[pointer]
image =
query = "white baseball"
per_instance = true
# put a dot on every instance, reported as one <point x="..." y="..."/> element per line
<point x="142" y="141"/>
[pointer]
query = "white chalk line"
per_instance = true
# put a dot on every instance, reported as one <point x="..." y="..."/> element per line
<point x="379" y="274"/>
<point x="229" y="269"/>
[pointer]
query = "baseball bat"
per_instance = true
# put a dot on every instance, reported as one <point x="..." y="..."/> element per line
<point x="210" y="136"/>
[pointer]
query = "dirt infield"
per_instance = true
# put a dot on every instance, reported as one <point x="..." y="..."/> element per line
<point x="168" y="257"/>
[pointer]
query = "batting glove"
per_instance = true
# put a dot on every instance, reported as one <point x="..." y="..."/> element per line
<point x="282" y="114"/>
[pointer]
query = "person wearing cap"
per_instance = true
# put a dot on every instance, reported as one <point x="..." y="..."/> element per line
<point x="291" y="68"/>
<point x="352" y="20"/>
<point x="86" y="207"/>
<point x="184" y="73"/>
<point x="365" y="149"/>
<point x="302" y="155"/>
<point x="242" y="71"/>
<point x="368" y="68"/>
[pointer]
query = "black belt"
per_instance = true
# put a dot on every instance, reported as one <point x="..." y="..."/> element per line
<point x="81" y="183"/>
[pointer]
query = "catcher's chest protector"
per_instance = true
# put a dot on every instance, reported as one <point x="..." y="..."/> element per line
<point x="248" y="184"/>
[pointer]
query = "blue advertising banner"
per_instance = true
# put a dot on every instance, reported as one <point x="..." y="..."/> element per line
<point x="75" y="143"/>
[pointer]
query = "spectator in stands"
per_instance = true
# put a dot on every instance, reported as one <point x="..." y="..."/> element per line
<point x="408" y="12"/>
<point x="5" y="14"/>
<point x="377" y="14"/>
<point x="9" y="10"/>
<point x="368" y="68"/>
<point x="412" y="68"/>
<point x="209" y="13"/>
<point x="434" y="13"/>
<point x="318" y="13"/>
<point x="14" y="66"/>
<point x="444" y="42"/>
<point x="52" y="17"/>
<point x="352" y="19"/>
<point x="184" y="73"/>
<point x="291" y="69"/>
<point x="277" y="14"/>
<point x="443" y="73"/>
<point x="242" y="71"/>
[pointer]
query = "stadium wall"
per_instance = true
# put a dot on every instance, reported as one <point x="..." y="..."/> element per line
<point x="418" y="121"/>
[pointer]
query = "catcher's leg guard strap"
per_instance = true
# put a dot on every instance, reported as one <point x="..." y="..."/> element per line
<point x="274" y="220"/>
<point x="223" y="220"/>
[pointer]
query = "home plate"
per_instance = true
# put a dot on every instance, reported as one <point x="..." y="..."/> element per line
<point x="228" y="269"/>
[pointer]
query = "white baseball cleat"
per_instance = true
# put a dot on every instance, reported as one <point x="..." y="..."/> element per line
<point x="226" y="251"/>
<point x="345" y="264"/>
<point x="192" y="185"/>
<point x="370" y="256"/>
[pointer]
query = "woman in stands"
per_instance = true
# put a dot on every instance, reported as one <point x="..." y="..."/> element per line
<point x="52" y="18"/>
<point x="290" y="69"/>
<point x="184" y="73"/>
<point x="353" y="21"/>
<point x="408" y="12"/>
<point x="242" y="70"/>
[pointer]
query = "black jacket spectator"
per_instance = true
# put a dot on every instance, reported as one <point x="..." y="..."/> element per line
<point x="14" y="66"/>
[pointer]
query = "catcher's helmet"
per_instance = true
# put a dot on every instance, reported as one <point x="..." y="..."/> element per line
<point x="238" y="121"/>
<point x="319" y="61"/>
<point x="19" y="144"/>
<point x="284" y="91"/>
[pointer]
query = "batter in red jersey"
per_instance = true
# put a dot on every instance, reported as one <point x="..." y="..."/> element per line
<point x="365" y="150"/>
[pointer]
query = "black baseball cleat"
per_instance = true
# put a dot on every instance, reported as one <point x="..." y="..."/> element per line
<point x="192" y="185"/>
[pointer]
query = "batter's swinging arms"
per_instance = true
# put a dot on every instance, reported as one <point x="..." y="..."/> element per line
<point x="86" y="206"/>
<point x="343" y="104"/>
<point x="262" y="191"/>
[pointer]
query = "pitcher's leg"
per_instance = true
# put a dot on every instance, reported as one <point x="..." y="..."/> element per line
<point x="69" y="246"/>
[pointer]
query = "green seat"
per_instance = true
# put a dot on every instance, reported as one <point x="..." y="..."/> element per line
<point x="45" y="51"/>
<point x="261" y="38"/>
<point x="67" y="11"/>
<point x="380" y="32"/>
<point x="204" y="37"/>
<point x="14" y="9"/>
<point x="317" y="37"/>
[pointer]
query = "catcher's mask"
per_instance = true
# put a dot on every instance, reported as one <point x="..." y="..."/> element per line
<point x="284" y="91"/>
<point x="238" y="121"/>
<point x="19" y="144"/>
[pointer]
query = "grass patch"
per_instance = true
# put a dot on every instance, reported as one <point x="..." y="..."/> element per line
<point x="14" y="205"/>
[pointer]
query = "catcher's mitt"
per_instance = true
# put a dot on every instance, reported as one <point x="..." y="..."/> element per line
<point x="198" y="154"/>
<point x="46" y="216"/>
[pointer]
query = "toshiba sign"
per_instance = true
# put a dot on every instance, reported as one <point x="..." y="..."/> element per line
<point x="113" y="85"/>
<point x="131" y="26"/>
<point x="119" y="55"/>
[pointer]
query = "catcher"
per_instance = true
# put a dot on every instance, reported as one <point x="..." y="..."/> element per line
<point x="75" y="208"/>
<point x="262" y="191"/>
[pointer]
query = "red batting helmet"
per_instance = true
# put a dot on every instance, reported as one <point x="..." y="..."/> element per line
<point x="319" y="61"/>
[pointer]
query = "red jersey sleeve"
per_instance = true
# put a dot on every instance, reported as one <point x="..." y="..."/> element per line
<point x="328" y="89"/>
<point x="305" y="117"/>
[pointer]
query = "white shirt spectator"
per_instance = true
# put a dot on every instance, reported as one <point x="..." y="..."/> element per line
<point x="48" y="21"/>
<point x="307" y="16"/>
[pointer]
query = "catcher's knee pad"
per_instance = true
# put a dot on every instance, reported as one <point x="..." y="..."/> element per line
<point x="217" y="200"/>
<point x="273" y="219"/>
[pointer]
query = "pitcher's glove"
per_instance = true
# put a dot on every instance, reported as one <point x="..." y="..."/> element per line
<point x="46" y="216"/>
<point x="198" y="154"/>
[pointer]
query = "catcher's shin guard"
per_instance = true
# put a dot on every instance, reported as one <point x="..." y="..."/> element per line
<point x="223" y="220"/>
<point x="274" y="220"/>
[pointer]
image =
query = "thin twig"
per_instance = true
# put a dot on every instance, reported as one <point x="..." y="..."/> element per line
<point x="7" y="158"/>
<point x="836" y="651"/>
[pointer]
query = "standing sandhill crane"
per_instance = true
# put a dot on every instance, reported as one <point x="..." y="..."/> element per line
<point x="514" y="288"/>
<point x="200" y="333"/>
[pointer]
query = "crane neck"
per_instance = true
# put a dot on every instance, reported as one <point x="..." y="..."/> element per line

******************************

Set task: Return every line of the rows above that contains the string "catcher". Matching is case-sensitive.

Exercise result:
query = "catcher's chest protector"
query = "catcher's leg guard strap"
query = "catcher's helmet"
query = "catcher's mask"
query = "catcher's mitt"
query = "catcher"
query = "catcher's knee pad"
query = "catcher's shin guard"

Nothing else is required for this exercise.